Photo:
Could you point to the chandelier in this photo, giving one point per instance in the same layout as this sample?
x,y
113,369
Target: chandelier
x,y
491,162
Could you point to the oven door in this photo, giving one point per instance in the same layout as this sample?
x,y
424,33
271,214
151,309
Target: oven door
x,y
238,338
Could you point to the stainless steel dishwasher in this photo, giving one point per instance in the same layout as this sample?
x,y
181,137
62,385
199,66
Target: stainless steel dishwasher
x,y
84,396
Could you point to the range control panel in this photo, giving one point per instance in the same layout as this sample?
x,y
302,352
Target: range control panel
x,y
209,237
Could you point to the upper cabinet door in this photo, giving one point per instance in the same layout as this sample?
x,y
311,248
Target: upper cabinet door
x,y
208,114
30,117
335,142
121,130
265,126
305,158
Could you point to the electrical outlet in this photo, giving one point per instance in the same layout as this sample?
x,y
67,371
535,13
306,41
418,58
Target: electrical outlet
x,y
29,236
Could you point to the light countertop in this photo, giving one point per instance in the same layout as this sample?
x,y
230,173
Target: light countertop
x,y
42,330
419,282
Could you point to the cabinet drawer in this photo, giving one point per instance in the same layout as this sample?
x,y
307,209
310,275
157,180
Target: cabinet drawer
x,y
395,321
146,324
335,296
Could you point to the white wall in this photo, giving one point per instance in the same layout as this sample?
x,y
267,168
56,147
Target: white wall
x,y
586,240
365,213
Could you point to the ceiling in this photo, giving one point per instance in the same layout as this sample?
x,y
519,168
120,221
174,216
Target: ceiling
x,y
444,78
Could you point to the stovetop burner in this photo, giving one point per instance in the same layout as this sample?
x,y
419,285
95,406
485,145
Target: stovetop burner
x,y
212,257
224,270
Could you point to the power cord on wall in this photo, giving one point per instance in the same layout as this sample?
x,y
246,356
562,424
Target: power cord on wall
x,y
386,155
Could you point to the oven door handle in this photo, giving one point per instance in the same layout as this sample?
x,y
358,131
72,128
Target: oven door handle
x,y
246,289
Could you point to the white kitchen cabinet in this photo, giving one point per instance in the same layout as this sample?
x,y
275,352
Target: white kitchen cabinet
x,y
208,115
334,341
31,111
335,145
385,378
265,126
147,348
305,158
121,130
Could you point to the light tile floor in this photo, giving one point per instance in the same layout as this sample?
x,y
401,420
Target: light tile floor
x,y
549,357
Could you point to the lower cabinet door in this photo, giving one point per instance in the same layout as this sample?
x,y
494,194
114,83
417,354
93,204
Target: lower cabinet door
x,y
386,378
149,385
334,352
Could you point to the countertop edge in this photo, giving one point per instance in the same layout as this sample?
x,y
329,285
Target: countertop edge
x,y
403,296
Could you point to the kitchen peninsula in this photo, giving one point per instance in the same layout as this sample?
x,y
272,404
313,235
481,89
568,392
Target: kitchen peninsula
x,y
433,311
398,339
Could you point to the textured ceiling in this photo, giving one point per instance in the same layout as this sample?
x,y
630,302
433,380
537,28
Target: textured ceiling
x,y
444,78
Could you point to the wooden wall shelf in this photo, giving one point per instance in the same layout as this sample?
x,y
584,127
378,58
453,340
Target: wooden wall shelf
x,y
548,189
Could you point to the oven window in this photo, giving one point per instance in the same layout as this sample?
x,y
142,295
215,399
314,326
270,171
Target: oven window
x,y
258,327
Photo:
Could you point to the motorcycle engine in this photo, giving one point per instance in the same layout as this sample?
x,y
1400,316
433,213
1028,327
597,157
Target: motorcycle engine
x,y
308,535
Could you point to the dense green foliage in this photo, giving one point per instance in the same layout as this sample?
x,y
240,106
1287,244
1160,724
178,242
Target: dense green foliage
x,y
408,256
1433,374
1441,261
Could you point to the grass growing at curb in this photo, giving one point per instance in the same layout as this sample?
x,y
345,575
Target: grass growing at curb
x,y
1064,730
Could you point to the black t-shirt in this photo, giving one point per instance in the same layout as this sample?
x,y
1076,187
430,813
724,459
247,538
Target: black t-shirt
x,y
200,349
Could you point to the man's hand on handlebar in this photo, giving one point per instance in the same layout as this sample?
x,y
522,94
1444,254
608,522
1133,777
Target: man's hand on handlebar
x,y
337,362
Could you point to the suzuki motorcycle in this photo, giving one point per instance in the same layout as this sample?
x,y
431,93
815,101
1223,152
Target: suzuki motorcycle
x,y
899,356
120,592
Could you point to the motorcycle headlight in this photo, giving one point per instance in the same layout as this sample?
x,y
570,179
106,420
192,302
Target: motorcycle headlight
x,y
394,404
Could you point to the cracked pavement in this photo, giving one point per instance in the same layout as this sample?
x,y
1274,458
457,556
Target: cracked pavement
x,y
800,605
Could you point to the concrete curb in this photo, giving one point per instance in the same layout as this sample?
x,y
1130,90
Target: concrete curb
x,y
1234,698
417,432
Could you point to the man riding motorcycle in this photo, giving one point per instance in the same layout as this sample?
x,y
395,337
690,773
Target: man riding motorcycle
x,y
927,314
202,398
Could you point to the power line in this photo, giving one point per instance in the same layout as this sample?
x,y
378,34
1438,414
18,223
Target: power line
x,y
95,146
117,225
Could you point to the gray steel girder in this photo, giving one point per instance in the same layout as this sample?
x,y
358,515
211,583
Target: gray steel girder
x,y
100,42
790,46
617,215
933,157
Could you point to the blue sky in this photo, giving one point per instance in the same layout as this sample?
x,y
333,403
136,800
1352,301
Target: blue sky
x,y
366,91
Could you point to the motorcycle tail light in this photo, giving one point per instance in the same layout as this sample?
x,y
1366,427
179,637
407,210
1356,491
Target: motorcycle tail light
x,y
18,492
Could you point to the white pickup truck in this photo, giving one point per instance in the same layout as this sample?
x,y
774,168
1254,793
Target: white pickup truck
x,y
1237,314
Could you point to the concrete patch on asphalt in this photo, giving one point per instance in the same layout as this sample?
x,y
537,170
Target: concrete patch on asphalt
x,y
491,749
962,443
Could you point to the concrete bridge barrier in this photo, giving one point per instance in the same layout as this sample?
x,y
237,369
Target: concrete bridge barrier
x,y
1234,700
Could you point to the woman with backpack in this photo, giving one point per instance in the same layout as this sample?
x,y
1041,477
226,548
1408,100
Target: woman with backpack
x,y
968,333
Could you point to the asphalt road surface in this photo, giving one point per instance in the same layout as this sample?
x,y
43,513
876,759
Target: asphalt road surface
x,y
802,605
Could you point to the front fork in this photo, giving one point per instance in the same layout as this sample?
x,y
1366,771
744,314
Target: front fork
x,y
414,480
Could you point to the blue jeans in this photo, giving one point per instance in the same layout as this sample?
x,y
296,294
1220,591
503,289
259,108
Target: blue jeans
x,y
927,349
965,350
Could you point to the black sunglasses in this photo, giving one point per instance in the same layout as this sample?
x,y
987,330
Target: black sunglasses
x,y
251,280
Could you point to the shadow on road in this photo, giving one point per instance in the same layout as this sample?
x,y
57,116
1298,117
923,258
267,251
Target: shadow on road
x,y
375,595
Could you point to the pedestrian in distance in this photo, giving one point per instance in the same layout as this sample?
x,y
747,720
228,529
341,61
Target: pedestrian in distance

------------------------------------

Directions for this task — Output all of the data in full, exactly as given.

Answer to this task —
Photo:
Could you point to the chandelier in this photo, giving one point per instance in the same layout as this sample?
x,y
113,369
Target: chandelier
x,y
491,162
Could you point to the oven door in this photo, giving one point per instance in the same layout as this sample?
x,y
424,33
271,214
151,309
Target: oven door
x,y
238,338
Could you point to the stainless steel dishwasher in this photo, giving one point per instance in the same layout as this sample?
x,y
181,137
62,385
199,66
Target: stainless steel dishwasher
x,y
84,396
Could you point to the range control panel in this photo, giving one point per instance in the same layout as this sample?
x,y
302,352
Target: range control panel
x,y
209,237
Could you point to the upper cabinet door in this photo, giving one point per instance in the same layout as this sample?
x,y
311,248
Target: upper cabinet door
x,y
208,114
30,117
335,142
121,130
265,126
305,158
Could you point to the electrical outlet in this photo, giving one point per instance in the same layout as this sample?
x,y
67,371
535,13
306,41
418,58
Target: electrical outlet
x,y
29,236
Could you point to the light countertop in this photo, giving one point per instance in the same layout as this sample?
x,y
230,173
Target: light countertop
x,y
42,330
419,282
Could you point to the cabinet drawer in this photo, giving one point per instance in the same layout as this sample?
x,y
307,209
310,275
157,180
Target: cabinet drawer
x,y
395,321
146,324
335,296
Could you point to the white wall in this photo, giving one point per instance in the same layout as this sample?
x,y
267,168
56,147
Target: white wall
x,y
586,240
365,213
Could you point to the ceiling in this photo, giving one point per instance in the same layout as this sample?
x,y
519,168
120,221
174,216
Target: ceiling
x,y
444,78
Could you point to the stovetop burner in this photo, giving one point per instance in the same layout as this sample?
x,y
419,285
95,406
485,145
Target: stovetop burner
x,y
212,257
224,270
Could you point to the power cord on wall in this photo, giving one point per instance in the same layout as this sample?
x,y
246,356
562,424
Target: power cord on wall
x,y
386,155
Could you point to the oven door handle in this photo, giving one point per instance in the same layout as this sample?
x,y
358,131
72,128
Target: oven door handle
x,y
246,289
Could you point to the white kitchen cabinet in this photo, giving one point per instance in the same layout as this sample?
x,y
275,352
Target: white kitchen cabinet
x,y
208,115
334,341
31,111
335,145
385,378
265,126
147,348
305,158
121,130
Could you point to the light tile floor in this photo, giving one point per instance in the same layout as this sample?
x,y
401,420
Target: light tile floor
x,y
549,357
Could you point to the lower cabinet door in this photo, giving one point per instance in the same layout as this sample?
x,y
494,194
114,83
417,354
93,204
Target: lower cabinet door
x,y
386,378
149,385
334,352
Could you point to the countertop edge in this photo, giving one point per instance in the same layout as this sample?
x,y
329,285
Target: countertop edge
x,y
403,296
Could you point to the kitchen peninsula in this photo, giving one point per instance in the same layout as this sample?
x,y
272,404
313,235
481,89
568,392
Target: kitchen peninsula
x,y
433,311
398,339
Could you point to the textured ceiling in this photo, giving one point per instance in the same layout as this sample?
x,y
630,302
433,380
537,28
Target: textured ceiling
x,y
444,78
Could you point to the wooden wall shelf in this photo, giving one point per instance in the same layout as this sample?
x,y
584,127
378,58
453,340
Target: wooden wall shelf
x,y
548,189
Could you point to the oven window in this photo, giving one point per instance in the same layout as this sample?
x,y
142,295
215,399
314,326
270,171
Target: oven window
x,y
258,327
Photo:
Could you point to the motorcycle engine in this photo, giving one point per instance in the same layout as this sample?
x,y
1400,316
433,213
1028,327
597,157
Target: motorcycle engine
x,y
308,535
Could you point to the dense green foliage in this photo, giving one point per instance in the same layout as this sample?
x,y
240,106
1287,244
1160,724
178,242
Target: dense green foliage
x,y
408,256
1433,374
1441,261
Could you point to the grass growing at curb in this photo, giving one point per instance in the same layout as this sample?
x,y
345,575
Target: grass growing at curb
x,y
1064,730
Could you point to the black t-shirt in this photo, giving one point per instance in the same layout as this sample?
x,y
1076,187
430,813
724,459
247,538
Target: black t-shirt
x,y
200,349
Could you point to the man's hand on handlebar in this photo, giving one point per instance in the same layout as this sample?
x,y
522,94
1444,254
608,522
1133,777
Target: man's hand on handlebar
x,y
337,362
Could you point to the suzuki motorcycle in this photo, giving one point per instance in the same layout as this sample?
x,y
431,93
815,101
1223,152
Target: suzuki motorcycle
x,y
899,356
120,592
Could you point to the motorcycle headlight in this photo, giving one point per instance in the same layout as this sample?
x,y
570,179
106,420
192,302
Target: motorcycle headlight
x,y
394,404
Could you point to the cracked pavement in this photo, giving one point per instance in the same layout as this sample?
x,y
1274,458
457,556
Target: cracked pavement
x,y
800,605
Could you point to the concrete curb in this photo, giving one point per instance in the same layout as this sample?
x,y
1130,90
Target: concrete curb
x,y
1234,698
417,432
Could you point to the man riding motorcycle in this photo, giving one point per instance in the same layout as this sample?
x,y
395,337
690,773
Target: man riding motorcycle
x,y
927,314
202,398
Could you point to the power line in this photo, giving one point per instance in the same layout as this sample?
x,y
378,34
1438,414
18,223
Target: power line
x,y
95,146
117,225
Could you point to the gray steel girder in this photo, giving one point per instance in the same layout as this sample?
x,y
358,515
211,583
Target: gray steel girder
x,y
100,42
790,46
617,215
933,157
Could you point to the blue sky in this photo, giving one point per instance in the same layout as this sample?
x,y
333,403
136,800
1352,301
Target: blue sky
x,y
366,91
Could you point to the motorcycle tail light in this photo, giving one point per instance in the same layout as this sample?
x,y
1366,427
179,637
407,210
1356,491
Target: motorcycle tail light
x,y
18,492
Could you point to the white pickup truck in this photo, giving one point per instance in the same layout as this sample?
x,y
774,168
1254,793
Target: white pickup truck
x,y
1237,314
Could you point to the concrete patch on asphalt in this photo, giving one point per instance in the same layout as this sample?
x,y
537,170
Target: concrete patch on asphalt
x,y
491,749
962,443
Could you point to the concrete bridge barrier in this photo, giving one point per instance in the same layout as this sample?
x,y
237,369
Target: concrete bridge barrier
x,y
1234,700
Could you point to the woman with backpack in this photo, giving one point per instance in the same layout as this sample?
x,y
1041,477
226,548
1408,100
Target: woman with backpack
x,y
968,333
Could you point to the asphalt road surface in this photo, giving one point per instance in the same layout as this sample?
x,y
43,513
876,759
Target: asphalt road surface
x,y
802,605
Could you point to the front fork in this photo, giving one point per instance in the same layout as this sample?
x,y
1366,771
744,314
Target: front fork
x,y
414,480
Could you point to the blue jeans in this photo, giving one point per instance in the same layout as this sample?
x,y
296,294
1220,591
503,289
259,108
Target: blue jeans
x,y
927,349
965,350
Could you point to the black sunglasses in this photo, giving one point per instance in the same layout as this sample?
x,y
987,330
Target: black sunglasses
x,y
251,280
Could you point to the shadow on road in this photo, giving one point per instance in the same layout as this sample?
x,y
57,116
1298,117
923,258
267,251
Target: shadow on road
x,y
375,595
Could you point to the pedestrian in distance in this photo, giving one point per instance in the same layout as this sample?
x,y
747,720
228,529
341,61
Target: pedestrian in distance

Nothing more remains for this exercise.